- _WHAT TO DO_: Please collect every line in the material below that contains the word "child" and copy each one out in full. Matches must have the same case.

- _ENTRIES PROVIDED_:
[start]

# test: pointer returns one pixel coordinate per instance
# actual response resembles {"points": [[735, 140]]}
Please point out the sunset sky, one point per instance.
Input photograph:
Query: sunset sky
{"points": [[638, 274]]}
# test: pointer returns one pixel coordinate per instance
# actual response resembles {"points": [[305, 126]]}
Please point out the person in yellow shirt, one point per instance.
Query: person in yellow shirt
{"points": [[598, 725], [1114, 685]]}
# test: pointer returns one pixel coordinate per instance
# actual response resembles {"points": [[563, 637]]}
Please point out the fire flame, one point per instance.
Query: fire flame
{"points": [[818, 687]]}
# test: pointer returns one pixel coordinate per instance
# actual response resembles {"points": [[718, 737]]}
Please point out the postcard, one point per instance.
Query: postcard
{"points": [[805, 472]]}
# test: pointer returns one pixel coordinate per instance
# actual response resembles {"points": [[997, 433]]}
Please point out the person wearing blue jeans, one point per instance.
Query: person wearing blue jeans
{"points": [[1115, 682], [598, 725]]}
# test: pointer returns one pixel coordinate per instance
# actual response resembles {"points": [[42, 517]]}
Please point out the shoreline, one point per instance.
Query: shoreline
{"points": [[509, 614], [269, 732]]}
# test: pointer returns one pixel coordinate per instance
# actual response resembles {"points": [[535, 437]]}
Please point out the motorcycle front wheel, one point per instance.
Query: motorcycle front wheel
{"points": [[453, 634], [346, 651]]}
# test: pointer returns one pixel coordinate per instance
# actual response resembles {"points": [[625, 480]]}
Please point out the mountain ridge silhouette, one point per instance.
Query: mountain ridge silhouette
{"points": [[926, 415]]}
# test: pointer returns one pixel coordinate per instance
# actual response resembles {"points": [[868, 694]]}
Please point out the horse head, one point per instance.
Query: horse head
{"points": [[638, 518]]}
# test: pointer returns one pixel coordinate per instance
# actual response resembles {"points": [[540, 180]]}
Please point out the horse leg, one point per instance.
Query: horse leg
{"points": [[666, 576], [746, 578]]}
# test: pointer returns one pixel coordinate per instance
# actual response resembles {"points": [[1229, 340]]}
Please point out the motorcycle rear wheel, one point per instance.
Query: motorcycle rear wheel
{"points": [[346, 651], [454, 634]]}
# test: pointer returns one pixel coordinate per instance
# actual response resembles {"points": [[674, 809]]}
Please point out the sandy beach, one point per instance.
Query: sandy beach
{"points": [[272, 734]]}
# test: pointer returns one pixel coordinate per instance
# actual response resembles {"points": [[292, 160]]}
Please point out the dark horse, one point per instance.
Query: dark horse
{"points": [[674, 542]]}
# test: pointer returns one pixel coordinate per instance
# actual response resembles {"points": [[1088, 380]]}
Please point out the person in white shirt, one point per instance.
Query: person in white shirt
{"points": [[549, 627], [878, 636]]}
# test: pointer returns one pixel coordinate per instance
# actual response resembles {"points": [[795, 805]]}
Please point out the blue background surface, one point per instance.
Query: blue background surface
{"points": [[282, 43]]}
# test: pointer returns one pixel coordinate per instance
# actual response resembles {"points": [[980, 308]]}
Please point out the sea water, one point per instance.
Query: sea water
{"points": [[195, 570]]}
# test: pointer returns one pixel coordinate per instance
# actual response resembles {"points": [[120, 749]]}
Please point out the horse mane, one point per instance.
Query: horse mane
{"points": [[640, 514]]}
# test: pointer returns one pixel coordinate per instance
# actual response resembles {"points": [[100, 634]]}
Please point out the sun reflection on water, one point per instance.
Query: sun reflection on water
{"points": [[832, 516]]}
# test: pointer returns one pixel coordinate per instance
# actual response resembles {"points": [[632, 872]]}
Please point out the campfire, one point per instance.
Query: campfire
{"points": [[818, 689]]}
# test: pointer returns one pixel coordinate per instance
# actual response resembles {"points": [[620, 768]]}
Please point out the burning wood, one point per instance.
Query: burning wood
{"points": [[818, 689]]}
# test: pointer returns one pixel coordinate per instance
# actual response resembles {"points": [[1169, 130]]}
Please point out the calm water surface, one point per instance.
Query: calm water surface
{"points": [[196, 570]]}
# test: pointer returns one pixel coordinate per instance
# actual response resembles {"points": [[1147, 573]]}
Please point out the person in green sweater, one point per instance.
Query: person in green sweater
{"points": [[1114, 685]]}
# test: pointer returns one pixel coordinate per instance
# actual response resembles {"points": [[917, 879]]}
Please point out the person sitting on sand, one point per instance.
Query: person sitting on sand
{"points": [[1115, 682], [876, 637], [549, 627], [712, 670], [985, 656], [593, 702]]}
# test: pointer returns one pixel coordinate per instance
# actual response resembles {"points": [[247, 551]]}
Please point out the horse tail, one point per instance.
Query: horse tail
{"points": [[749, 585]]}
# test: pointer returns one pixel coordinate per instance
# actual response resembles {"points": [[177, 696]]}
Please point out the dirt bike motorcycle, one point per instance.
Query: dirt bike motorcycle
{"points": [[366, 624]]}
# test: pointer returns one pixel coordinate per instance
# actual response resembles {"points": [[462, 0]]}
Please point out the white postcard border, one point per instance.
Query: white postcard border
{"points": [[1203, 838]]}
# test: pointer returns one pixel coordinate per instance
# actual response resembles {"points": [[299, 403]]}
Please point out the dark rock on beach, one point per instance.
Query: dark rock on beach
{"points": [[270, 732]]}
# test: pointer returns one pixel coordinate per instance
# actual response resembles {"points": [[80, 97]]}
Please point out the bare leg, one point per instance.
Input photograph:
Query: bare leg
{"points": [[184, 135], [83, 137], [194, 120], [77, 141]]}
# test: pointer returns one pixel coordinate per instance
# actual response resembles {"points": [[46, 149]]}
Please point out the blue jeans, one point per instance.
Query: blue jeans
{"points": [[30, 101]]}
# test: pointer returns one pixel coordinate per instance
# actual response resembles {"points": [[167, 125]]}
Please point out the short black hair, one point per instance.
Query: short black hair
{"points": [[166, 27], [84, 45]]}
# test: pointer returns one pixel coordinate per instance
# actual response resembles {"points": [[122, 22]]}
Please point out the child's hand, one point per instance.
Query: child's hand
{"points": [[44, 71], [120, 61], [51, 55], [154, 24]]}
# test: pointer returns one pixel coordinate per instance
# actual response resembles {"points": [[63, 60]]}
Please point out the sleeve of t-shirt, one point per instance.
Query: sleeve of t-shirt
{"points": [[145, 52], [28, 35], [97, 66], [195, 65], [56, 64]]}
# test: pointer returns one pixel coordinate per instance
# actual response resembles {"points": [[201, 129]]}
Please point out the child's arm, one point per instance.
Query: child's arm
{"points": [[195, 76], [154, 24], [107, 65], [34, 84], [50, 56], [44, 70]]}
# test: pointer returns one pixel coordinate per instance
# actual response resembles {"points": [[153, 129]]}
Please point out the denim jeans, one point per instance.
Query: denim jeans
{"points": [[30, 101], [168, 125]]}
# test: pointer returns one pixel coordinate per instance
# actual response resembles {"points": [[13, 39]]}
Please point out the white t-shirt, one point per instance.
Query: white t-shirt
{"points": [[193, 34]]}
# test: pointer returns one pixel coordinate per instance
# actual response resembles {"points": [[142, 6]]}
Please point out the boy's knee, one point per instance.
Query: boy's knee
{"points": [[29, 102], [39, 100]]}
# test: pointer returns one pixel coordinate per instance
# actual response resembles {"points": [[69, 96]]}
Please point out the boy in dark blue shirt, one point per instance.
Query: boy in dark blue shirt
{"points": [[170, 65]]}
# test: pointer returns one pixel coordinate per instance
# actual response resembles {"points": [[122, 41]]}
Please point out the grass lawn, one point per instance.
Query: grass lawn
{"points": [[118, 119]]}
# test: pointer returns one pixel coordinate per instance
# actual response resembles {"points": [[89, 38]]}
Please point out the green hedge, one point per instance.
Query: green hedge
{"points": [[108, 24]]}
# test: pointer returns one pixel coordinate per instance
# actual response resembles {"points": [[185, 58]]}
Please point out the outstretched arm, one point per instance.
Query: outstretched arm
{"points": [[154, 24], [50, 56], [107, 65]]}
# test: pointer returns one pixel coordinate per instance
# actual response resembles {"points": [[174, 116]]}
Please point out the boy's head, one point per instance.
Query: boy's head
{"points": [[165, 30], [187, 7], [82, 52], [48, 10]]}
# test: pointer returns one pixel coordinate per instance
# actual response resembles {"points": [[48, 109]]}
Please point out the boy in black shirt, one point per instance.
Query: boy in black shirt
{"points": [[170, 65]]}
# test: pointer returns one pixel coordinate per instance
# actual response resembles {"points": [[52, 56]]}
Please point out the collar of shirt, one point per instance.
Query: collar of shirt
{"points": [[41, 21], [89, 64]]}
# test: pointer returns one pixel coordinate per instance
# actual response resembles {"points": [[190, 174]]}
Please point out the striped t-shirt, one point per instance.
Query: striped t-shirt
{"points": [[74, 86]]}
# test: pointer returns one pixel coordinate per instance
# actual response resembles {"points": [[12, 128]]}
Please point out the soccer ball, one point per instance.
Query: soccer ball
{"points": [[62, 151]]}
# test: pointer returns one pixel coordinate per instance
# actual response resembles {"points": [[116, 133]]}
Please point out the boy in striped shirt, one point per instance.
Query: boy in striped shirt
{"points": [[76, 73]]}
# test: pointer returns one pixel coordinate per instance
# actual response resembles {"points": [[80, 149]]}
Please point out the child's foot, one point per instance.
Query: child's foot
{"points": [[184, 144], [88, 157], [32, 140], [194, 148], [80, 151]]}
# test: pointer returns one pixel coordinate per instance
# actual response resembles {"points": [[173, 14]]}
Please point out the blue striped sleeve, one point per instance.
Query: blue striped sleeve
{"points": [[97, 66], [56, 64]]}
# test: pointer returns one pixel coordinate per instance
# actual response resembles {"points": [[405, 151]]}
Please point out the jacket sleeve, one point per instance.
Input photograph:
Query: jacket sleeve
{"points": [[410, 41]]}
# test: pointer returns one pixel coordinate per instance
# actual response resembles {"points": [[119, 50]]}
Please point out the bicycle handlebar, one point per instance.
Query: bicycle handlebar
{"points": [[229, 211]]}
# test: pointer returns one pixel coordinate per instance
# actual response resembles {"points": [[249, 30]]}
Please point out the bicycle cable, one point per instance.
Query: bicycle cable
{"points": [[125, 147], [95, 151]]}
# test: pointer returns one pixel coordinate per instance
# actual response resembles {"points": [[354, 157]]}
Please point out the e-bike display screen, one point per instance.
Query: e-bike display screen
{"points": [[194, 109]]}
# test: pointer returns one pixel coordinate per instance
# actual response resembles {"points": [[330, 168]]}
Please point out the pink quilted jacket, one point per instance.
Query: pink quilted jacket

[end]

- _OUTPUT BELOW_:
Please point out the child's hand, one point per instance.
Query: child's hand
Please point out the child's arm, one point per instance.
Query: child's arm
Please point out the child's foot, one point per instance.
Query: child's foot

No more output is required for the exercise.